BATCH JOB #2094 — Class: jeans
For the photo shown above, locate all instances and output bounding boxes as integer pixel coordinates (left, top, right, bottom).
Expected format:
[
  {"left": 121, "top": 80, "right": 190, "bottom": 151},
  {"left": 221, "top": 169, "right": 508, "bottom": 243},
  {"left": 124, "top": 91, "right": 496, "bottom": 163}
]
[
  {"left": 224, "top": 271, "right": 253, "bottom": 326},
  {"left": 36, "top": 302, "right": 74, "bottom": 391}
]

### GOAL OF THE EXERCISE
Rewrite the rows above, swapping "jeans" for "denim pants" and leaving every other character as it is.

### ANSWER TO THIS TASK
BATCH JOB #2094 — Class: denim pants
For the photo shown above, locate all instances and output bounding boxes as integer pixel coordinates (left, top, right, bottom).
Expected format:
[
  {"left": 121, "top": 80, "right": 190, "bottom": 151},
  {"left": 221, "top": 169, "right": 508, "bottom": 243},
  {"left": 124, "top": 91, "right": 496, "bottom": 163}
]
[
  {"left": 224, "top": 271, "right": 253, "bottom": 326},
  {"left": 36, "top": 302, "right": 74, "bottom": 391}
]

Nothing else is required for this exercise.